# CONSEGNA 1
Trascrivi alla lettera, dal testo su Massimo e Simone, il passo che si apre con le parole "La loro morte" e si chiude con "uno spettacolo musicale.".

# FONTE
^^^^^^^^^^^^^^^^

Topic:
5 Aprile 2025
Ultima modifica: 5 Aprile 2025 ore 09:47

Massimo e Simone. Due cuori generosi

La loro morte improvvisa, avvenuta 15 anni fa, non ha spento la luce del loro esempio, che continua a ispirare molti.
Massimo e Simone. Due cuori generosi
Massimo Barbiero e Simone Montesso, due giovani missionari della Comunità Papa Giovanni XXIII, hanno perso la vita il 6 aprile 2010 durante un'escursione sulle Ande in Venezuela. Massimo aveva dedicato 10 anni della sua vita ai poveri della baraccopoli di Soweto, in Kenya. Simone, 23 anni, educatore di Bolzano, era giunto in Venezuela per un’esperienza di volontariato, portando con sé entusiasmo e una gioia contagiosa. Le loro vite, spezzate prematuramente, e il loro impegno verso gli ultimi, sono state di ispirazione per uno spettacolo musicale.

^^^^^^^^^^^^^^^^

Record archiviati
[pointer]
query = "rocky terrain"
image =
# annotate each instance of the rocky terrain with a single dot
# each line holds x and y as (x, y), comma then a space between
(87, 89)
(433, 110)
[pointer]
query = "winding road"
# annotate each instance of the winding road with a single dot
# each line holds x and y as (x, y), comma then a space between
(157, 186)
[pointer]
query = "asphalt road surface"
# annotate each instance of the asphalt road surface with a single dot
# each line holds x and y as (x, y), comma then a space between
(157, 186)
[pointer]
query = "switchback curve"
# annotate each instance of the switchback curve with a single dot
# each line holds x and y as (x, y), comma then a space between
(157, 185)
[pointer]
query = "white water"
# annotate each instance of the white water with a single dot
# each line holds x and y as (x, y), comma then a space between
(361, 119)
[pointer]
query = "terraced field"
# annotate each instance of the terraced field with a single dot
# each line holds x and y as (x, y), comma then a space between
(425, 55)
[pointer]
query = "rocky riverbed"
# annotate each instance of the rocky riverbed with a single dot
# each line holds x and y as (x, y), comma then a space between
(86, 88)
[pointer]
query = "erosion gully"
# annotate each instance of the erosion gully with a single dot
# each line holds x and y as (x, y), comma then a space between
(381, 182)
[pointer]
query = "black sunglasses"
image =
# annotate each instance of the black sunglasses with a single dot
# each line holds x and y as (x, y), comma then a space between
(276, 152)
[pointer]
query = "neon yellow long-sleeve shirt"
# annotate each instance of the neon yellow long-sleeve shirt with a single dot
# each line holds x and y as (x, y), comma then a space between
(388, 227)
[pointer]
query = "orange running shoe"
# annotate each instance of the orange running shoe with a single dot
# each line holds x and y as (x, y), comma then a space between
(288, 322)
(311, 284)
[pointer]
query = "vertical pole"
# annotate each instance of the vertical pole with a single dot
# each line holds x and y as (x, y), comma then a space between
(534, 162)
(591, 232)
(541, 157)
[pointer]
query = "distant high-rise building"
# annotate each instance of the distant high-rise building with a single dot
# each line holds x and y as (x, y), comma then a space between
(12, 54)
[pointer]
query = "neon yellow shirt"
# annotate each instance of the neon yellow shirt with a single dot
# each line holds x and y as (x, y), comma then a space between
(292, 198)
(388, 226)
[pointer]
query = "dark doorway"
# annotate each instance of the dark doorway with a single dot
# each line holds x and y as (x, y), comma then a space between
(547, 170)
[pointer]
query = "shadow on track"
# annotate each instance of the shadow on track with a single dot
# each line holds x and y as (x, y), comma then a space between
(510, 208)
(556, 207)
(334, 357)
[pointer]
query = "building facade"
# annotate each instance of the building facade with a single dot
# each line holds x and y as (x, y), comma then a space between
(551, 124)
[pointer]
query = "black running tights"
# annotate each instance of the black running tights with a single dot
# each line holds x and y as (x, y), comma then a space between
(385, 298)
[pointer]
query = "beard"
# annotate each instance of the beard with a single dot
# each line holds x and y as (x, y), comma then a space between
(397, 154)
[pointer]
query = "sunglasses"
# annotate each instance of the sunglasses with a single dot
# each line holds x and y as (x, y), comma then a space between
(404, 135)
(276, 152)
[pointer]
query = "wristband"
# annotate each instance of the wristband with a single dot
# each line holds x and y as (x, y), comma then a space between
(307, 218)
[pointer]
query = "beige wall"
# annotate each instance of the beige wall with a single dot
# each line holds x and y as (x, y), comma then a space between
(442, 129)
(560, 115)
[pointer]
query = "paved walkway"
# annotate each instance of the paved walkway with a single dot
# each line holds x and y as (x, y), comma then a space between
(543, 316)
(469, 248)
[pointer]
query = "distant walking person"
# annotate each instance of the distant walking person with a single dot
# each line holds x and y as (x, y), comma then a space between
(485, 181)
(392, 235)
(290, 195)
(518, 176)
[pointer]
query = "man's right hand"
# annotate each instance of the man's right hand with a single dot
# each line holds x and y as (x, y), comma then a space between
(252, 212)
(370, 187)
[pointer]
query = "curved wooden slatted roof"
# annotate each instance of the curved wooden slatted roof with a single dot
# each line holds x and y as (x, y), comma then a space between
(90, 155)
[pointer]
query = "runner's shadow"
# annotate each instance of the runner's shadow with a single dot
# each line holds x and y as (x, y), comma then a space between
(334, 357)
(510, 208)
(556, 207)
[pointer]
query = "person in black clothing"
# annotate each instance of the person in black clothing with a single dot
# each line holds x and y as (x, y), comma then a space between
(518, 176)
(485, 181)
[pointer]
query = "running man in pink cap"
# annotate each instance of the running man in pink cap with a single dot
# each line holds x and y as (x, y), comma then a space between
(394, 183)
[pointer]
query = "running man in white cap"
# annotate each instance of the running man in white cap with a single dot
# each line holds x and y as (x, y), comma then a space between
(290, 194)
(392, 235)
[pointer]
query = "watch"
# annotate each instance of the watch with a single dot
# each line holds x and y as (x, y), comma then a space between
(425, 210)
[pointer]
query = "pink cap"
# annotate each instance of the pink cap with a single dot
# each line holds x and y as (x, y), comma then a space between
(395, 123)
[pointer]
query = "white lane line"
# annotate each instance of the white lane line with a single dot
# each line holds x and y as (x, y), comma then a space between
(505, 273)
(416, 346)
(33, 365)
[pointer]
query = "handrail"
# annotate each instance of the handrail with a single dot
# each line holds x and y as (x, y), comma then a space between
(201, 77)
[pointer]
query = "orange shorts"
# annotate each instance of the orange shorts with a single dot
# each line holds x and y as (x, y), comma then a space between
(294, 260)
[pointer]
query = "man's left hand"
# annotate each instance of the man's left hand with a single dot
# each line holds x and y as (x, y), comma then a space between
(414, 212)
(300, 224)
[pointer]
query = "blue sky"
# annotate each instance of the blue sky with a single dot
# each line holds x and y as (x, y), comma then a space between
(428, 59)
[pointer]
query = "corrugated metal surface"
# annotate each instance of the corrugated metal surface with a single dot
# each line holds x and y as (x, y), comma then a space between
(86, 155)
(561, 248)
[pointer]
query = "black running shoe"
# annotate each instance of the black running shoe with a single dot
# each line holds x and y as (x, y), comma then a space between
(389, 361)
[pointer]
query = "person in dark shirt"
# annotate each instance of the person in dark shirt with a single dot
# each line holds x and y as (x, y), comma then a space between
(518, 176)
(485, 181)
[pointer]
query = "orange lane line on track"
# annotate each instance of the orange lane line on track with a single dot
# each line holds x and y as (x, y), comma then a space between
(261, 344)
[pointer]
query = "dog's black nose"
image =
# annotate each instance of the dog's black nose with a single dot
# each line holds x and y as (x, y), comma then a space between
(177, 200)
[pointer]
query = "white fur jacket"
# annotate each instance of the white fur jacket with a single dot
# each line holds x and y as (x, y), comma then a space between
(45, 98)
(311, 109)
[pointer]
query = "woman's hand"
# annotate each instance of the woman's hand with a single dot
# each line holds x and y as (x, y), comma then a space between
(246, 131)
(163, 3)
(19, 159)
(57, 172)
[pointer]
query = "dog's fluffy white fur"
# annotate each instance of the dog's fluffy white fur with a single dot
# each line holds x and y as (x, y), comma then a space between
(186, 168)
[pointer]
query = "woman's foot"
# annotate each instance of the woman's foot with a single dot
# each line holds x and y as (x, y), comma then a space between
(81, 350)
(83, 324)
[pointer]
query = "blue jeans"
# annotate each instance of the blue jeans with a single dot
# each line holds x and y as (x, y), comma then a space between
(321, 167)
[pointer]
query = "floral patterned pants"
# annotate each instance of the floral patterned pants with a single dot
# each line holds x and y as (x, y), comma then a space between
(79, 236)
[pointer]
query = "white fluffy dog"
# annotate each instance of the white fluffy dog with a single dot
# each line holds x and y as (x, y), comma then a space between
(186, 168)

^^^^^^^^^^^^^^^^

# CONSEGNA 2
Raccogli dai record qui sopra tutte le righe in cui compare la stringa "right".

# RISPOSTA 1
La loro morte improvvisa, avvenuta 15 anni fa, non ha spento la luce del loro esempio, che continua a ispirare molti.
Massimo e Simone. Due cuori generosi
Massimo Barbiero e Simone Montesso, due giovani missionari della Comunità Papa Giovanni XXIII, hanno perso la vita il 6 aprile 2010 durante un'escursione sulle Ande in Venezuela. Massimo aveva dedicato 10 anni della sua vita ai poveri della baraccopoli di Soweto, in Kenya. Simone, 23 anni, educatore di Bolzano, era giunto in Venezuela per un’esperienza di volontariato, portando con sé entusiasmo e una gioia contagiosa. Le loro vite, spezzate prematuramente, e il loro impegno verso gli ultimi, sono state di ispirazione per uno spettacolo musicale.

# RISPOSTA 2
query = "man's right hand"
# annotate each instance of the man's right hand with a single dot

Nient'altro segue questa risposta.